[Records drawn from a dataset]
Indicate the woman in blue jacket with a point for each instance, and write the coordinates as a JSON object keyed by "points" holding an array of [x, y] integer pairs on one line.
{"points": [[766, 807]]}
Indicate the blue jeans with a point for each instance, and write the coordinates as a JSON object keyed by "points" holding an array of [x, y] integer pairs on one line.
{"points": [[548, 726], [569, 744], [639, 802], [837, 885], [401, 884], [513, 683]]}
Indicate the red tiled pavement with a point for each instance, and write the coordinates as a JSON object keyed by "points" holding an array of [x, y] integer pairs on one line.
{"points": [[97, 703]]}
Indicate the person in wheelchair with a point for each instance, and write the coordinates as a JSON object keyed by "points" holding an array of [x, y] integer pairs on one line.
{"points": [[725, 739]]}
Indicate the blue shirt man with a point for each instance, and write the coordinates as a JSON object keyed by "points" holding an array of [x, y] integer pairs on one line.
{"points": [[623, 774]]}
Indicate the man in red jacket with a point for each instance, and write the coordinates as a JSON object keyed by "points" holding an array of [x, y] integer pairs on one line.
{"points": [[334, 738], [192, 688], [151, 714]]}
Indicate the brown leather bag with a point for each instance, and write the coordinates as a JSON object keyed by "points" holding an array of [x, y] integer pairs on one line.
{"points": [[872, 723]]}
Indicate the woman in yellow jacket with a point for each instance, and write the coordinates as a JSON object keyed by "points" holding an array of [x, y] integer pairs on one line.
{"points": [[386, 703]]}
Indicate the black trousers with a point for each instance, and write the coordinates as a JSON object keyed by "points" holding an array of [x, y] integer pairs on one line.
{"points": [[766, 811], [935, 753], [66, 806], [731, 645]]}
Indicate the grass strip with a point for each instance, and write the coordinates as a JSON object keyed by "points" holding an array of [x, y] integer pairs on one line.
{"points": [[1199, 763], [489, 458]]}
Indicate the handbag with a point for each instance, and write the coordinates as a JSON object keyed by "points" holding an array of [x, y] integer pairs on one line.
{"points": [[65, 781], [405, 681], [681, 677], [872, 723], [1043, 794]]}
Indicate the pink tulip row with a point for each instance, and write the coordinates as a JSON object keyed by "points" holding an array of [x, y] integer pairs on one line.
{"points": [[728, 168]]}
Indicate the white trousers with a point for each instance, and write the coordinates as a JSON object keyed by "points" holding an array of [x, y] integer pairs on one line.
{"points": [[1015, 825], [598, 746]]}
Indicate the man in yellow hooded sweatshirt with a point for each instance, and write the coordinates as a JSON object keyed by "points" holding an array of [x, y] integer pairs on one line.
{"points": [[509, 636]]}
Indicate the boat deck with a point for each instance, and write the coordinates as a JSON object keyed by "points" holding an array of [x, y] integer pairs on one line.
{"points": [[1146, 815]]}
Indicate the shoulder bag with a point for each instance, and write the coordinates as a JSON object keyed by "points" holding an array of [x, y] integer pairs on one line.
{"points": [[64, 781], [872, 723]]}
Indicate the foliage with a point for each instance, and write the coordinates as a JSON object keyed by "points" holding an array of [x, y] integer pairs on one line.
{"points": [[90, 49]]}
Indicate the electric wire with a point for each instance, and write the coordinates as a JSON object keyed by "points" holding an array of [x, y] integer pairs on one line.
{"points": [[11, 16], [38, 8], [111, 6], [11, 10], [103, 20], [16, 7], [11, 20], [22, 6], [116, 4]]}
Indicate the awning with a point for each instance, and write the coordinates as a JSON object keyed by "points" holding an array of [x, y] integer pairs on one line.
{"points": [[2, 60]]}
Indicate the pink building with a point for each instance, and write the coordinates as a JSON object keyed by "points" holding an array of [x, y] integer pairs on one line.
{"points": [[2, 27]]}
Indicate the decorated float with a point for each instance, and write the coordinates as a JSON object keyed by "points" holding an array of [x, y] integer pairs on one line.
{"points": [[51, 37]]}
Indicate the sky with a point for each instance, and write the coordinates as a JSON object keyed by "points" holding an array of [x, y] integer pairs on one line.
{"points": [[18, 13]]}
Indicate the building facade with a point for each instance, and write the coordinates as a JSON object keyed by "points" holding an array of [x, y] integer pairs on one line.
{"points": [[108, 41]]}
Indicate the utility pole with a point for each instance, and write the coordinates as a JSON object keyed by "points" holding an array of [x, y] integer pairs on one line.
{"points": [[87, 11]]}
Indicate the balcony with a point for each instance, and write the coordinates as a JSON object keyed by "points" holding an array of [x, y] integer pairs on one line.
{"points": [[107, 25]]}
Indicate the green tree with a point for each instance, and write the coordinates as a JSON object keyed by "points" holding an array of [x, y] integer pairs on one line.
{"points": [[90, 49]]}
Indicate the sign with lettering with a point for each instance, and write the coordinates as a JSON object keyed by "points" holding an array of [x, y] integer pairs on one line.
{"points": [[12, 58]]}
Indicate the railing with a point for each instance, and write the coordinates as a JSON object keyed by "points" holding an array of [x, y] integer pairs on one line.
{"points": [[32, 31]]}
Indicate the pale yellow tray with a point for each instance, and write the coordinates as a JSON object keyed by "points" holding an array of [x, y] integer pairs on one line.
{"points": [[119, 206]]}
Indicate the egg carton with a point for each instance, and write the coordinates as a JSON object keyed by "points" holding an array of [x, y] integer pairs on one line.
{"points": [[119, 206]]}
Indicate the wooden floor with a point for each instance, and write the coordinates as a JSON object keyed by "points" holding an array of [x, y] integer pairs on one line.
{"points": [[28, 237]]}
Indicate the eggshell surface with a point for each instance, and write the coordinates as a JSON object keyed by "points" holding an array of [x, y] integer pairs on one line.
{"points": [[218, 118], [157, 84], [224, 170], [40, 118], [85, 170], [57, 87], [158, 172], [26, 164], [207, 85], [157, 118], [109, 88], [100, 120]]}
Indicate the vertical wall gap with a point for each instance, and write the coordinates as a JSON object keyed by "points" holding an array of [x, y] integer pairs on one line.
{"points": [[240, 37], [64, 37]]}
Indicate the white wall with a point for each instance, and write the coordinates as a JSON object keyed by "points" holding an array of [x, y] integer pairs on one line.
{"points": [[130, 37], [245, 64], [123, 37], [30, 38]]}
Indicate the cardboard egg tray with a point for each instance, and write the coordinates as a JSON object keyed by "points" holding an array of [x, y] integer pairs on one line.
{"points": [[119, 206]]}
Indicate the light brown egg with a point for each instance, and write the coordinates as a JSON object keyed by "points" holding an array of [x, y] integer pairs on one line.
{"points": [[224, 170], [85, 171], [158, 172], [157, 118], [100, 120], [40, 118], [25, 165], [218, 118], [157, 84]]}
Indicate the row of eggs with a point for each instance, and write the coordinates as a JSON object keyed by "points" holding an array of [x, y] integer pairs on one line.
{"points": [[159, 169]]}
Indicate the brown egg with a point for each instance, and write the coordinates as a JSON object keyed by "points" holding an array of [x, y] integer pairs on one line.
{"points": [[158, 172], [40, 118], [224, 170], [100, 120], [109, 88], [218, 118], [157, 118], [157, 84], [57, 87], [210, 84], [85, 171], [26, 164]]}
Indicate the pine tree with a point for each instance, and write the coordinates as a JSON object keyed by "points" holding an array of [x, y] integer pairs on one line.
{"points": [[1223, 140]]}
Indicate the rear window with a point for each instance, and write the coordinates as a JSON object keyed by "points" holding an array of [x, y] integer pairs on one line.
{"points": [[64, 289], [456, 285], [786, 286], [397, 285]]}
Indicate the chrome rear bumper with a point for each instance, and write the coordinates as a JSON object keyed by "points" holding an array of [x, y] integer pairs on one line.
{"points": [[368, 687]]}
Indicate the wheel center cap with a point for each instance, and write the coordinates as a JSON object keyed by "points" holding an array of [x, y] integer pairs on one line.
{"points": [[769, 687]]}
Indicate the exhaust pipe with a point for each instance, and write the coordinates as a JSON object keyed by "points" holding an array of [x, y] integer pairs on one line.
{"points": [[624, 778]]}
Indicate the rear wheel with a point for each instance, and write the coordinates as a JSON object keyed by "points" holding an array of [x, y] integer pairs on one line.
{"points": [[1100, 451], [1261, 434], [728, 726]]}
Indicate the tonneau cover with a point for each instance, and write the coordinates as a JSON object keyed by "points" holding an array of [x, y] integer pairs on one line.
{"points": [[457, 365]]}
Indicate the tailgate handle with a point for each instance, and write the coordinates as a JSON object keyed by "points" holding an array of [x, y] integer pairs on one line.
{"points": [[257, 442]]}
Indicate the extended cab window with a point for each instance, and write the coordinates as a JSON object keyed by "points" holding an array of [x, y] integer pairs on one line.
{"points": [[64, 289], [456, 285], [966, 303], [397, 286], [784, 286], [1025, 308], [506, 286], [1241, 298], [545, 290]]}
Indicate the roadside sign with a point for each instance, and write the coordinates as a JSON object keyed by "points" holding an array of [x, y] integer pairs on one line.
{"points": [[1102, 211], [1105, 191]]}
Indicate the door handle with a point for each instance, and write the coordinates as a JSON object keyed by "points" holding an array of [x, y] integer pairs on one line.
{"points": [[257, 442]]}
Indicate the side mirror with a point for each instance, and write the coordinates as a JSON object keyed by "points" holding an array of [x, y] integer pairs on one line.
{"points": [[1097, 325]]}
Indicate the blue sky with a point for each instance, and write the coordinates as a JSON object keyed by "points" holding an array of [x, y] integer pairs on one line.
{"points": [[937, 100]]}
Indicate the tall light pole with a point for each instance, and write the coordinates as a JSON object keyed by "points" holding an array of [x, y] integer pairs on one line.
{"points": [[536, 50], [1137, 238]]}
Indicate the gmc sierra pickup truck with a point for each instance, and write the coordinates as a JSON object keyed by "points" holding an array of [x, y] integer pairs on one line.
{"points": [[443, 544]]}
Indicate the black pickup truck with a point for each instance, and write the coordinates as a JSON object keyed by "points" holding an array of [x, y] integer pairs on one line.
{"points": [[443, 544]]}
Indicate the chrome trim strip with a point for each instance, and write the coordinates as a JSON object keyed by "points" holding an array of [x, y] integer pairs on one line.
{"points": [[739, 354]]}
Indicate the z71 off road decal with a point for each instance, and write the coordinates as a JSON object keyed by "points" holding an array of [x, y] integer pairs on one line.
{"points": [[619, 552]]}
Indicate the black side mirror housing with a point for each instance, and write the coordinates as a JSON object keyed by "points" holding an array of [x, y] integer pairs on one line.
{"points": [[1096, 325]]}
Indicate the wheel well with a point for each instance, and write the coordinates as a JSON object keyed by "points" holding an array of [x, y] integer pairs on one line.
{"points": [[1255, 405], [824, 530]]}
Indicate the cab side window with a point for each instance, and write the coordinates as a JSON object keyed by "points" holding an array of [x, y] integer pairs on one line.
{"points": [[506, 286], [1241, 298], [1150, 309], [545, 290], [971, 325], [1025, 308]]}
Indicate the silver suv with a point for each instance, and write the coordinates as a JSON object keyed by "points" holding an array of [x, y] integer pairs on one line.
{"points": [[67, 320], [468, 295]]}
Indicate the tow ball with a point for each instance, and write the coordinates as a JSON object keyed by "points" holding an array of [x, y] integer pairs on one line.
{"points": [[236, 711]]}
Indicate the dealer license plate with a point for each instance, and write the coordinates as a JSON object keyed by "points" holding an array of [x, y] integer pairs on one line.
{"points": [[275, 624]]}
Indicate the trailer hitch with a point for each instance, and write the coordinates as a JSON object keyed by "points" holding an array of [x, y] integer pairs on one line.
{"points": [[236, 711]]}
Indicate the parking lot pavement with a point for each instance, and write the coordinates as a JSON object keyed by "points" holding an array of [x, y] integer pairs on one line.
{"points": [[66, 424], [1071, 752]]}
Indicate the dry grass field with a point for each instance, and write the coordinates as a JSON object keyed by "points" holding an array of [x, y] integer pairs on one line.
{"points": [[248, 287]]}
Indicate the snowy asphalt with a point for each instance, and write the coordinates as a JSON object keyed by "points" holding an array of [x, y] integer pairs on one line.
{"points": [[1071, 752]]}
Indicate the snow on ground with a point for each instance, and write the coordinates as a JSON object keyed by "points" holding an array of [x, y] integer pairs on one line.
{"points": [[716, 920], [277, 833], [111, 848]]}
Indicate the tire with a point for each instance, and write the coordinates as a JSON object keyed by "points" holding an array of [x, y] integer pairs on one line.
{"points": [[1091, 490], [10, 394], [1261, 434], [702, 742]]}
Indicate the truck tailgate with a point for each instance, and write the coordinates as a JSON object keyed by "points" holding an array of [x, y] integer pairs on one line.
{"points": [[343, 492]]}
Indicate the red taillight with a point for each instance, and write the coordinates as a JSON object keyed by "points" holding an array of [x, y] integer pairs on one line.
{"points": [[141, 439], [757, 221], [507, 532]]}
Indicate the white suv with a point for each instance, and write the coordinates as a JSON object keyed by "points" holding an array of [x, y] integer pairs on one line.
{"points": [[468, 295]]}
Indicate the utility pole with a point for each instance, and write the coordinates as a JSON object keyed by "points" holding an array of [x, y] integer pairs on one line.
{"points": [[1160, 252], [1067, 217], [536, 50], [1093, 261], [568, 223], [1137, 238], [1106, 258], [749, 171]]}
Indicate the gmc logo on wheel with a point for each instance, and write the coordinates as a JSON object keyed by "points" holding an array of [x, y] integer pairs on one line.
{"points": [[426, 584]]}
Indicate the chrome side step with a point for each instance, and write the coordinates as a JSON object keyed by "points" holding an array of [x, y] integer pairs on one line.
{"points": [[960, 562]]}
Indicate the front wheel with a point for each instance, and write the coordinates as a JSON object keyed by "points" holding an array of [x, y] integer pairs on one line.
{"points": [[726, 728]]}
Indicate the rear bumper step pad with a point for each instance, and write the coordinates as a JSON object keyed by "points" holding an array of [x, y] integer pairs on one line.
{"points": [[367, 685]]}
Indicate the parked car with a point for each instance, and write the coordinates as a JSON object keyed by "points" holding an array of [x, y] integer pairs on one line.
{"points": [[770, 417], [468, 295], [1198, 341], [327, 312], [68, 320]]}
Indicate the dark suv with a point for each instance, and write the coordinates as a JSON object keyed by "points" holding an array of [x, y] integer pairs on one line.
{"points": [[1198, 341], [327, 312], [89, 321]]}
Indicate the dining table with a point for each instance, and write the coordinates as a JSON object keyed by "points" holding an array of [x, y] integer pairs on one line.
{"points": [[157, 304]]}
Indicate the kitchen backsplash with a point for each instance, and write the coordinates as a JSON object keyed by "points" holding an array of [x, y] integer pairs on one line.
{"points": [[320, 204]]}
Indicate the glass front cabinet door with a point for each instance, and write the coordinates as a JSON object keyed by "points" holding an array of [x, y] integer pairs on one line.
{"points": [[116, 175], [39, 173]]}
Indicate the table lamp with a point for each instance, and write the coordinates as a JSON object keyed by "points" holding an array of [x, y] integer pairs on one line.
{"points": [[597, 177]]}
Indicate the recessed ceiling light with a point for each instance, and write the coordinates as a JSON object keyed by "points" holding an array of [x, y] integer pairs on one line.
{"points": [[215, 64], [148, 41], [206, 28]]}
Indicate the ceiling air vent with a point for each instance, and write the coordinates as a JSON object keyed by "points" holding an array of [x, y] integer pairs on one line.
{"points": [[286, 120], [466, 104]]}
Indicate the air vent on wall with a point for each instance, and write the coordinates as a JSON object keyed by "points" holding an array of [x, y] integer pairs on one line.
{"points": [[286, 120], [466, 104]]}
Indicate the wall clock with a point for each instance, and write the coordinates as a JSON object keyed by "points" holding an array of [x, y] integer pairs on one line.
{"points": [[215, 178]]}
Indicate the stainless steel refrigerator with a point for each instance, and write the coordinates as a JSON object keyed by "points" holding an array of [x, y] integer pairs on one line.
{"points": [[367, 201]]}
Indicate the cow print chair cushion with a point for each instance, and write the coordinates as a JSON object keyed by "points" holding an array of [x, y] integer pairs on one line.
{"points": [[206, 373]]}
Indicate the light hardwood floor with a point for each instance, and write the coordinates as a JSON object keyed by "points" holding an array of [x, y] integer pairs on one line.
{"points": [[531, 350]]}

> **ASSIGNMENT**:
Copy over exactly the lines above from the one with "Indicate the light hardwood" to the last, both included, and no others.

> **WRITTEN RESPONSE**:
Indicate the light hardwood floor with a point for each instance, and write the coordinates as a JSON object keyed by "points" holding an array of [x, y] integer pairs on one line.
{"points": [[531, 350]]}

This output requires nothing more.